What you will do ->
Pick every line out of the entries below that holds the string "white", and report them.

Data for processing ->
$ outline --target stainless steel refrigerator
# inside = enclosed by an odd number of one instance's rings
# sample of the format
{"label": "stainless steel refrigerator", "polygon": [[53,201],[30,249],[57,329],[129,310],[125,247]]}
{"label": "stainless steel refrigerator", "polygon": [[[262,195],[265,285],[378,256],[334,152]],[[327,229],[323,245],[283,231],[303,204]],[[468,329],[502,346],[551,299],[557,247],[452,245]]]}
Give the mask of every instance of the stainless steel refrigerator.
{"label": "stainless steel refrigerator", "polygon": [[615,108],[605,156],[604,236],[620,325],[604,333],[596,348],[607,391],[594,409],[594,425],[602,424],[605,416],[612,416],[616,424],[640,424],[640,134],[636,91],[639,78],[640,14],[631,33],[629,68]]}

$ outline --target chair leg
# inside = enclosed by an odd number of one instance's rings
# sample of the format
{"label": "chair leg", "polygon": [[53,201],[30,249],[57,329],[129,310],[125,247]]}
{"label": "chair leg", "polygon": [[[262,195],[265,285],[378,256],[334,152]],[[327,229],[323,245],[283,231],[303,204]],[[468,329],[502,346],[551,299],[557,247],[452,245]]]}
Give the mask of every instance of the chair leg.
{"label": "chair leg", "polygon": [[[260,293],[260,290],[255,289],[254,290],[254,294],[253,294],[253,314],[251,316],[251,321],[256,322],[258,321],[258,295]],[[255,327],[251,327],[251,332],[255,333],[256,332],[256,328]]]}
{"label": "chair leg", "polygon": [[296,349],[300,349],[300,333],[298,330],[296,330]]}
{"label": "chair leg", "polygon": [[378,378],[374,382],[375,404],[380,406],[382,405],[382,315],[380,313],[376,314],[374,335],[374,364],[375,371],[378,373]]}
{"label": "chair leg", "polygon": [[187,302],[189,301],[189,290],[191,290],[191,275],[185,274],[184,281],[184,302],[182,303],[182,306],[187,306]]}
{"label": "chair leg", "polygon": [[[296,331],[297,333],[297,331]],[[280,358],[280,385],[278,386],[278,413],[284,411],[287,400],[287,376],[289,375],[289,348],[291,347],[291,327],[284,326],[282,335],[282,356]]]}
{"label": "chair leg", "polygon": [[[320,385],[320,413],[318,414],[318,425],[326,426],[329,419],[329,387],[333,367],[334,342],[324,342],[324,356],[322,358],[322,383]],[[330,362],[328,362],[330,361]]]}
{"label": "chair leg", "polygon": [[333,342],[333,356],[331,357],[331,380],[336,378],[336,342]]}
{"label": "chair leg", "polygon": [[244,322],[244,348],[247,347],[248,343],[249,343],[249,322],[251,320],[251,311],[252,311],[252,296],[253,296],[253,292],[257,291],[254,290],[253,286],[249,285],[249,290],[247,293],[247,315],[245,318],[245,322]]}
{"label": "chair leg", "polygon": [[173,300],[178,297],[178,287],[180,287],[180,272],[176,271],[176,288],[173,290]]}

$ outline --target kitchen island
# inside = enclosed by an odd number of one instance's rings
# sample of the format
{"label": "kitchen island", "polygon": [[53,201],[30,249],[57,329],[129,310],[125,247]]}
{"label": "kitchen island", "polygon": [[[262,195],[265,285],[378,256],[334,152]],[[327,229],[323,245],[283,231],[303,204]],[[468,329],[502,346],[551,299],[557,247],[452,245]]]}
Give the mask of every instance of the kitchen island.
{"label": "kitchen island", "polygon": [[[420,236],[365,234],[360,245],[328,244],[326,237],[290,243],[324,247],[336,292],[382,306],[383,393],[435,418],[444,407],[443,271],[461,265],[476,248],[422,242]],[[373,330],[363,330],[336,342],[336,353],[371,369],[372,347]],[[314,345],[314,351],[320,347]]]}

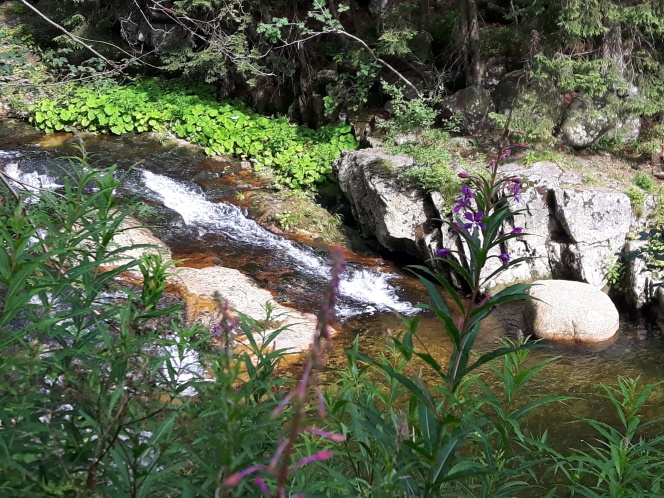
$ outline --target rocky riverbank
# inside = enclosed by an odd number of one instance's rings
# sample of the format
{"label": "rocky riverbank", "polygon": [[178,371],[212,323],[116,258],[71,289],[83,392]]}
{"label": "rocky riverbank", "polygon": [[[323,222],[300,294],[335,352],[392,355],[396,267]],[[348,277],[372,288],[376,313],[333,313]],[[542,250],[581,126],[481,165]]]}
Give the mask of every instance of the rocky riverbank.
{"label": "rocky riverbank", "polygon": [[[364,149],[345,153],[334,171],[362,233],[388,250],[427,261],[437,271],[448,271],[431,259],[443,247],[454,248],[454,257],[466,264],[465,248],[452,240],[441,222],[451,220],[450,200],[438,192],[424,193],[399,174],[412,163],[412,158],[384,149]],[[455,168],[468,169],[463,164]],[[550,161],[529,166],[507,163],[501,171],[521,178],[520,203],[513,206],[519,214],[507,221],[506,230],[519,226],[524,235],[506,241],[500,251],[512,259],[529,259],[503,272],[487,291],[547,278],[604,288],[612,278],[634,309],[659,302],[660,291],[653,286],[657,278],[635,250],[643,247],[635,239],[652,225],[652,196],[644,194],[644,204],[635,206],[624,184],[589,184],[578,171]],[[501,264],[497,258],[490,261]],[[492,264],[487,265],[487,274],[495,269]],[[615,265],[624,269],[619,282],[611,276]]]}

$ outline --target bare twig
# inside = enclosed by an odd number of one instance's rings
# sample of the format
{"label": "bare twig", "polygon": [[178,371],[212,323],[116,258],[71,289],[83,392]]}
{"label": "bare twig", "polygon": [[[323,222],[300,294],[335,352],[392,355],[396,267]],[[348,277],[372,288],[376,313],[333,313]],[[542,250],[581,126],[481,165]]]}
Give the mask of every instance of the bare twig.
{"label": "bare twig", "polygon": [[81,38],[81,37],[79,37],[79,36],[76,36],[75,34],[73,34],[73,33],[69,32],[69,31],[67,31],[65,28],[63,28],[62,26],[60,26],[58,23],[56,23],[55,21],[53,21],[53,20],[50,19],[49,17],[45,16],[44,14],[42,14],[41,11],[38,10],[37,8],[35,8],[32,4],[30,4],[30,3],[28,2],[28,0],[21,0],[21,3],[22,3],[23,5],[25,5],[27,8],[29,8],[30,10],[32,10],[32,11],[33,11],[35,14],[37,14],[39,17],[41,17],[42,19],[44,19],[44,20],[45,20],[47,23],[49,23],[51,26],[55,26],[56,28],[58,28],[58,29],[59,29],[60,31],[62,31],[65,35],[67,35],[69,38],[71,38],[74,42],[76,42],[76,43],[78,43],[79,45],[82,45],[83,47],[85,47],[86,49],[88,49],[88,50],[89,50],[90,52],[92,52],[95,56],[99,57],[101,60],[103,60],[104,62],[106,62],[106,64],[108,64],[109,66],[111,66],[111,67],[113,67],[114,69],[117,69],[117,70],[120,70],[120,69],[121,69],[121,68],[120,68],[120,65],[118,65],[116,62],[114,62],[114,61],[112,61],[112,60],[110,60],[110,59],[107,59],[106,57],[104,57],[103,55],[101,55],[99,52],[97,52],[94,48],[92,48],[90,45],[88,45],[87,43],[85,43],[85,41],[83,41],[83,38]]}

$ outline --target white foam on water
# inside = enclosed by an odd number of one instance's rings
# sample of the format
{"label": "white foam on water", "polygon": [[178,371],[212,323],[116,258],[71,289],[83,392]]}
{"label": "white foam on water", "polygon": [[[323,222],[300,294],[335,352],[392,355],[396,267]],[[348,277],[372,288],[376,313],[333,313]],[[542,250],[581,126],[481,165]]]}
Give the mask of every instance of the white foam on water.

Response for this exercise ->
$ outline --target white foam on water
{"label": "white foam on water", "polygon": [[178,371],[212,323],[116,258],[71,289],[83,392]]}
{"label": "white foam on water", "polygon": [[[323,222],[300,294],[335,352],[392,355],[396,267]],[[348,277],[372,288],[376,313],[333,313]],[[542,250],[581,126],[481,165]]]}
Give the mask of every instance of the white foam on water.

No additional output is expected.